• **Stated problem A**
Please reproduce the entries of bounding box data below with "windshield wiper" changed to "rearview mirror" and nothing else altered. Omit the pictures from your answer.

Late summer 2022 was proving a devastating period for Russian forces in Ukraine. Ukrainian forces were advancing on Russian-occupied Kherson in the south. The city had been Russia’s biggest prize since the invasion. Now, it was in danger of being lost to the Ukrainian counteroffensive. Crucially, as Ukrainian forces advanced, entire Russian units were in danger of being surrounded. The view inside the administration was that such a catastrophic loss could be a “potential trigger” for the use of nuclear weapons.

A member of a demining team works to clear mines and unexploded ordnance from the side of the main road leading to Kherson City in November 2022.

“If significant numbers of Russian forces were ­overrun —​­ if their lives were shattered as such —​­ that was a sort of precursor to a potential threat directly to Russian territory or the Russian state,” the first senior administration official said.

“In Kherson at that time there were increasing signs that Russian lines could collapse. Tens of thousands of Russian troops were potentially vulnerable.”

Russia was losing ground inside Ukrainian sovereign territory, not inside Russia. But US officials were concerned that Russian President Vladimir Putin saw it differently. He had told the Russian people that Kherson was now part of Russia itself, and, so, might perceive a devastating loss there as a direct threat to him and the Russian state.

“Our assessment had been for some time that one of the scenarios in which they would contemplate using nuclear weapons [included] things like existential threats to the Russian state, direct threats to Russian territory,” the first senior administration official said.

In such an assessment, Russia could view a tactical nuclear strike as a deterrent against further losses of Russian-​held territory in Ukraine as well as any potential attack on Russia itself.

False Flag

At the same time, Russia’s propaganda machine was circulating a new false flag story about a Ukrainian dirty bomb, which US officials feared could be intended as cover for a Russian nuclear attack.

In October 2022, Russia’s defense minister, Sergei Shoigu, made a series of phone calls to defense officials in the US, the UK, France and Turkey, telling them that the Kremlin was “concerned about possible provocations by Kyiv involving the use of a dirty bomb.”

US and other western officials rejected the Russian warnings. Still, Russia’s UN ambassador delivered a letter directly to the United Nations detailing the same alleged threat. Russian officials alleged Ukraine would build and detonate a dirty bomb against Russian forces and then blame the attack on Russia.

• **Stated problem B**
For each statement, say yes or no to whether it agrees with the excerpt on Kherson, and quote the words from it that decide the answer.
(i) In October 2022, Sergei Shoigu phoned defense officials in the US, the UK, France and Turkey.
(ii) Russian forces were advancing on Ukrainian-held Kherson.
(iii) Western officials accepted the Russian warnings about a dirty bomb.

(Excerpts of bounding box data)
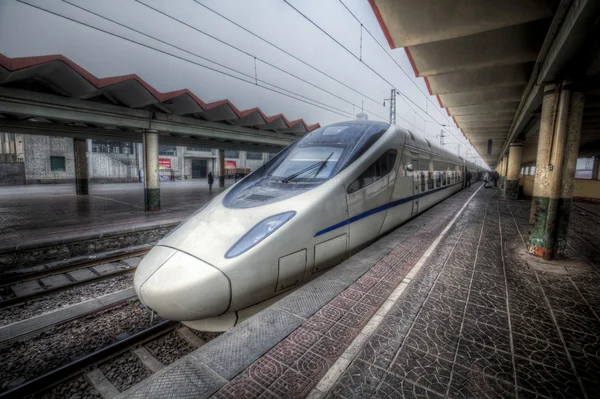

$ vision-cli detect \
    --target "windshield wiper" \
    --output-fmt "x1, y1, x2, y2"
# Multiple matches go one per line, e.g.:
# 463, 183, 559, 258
281, 152, 333, 183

• **Solution A**
$ vision-cli detect \
    --target "rearview mirror" \
    --output-fmt "x1, y1, x2, y2"
# Multiple matches go one per line, e.g.:
# 463, 183, 559, 258
281, 152, 333, 183

• **Solution B**
(i) Yes: "In October 2022, Russia’s defense minister, Sergei Shoigu, made a series of phone calls to defense officials in the US, the UK, France and Turkey"
(ii) No: "Ukrainian forces were advancing on Russian-occupied Kherson in the south."
(iii) No: "US and other western officials rejected the Russian warnings."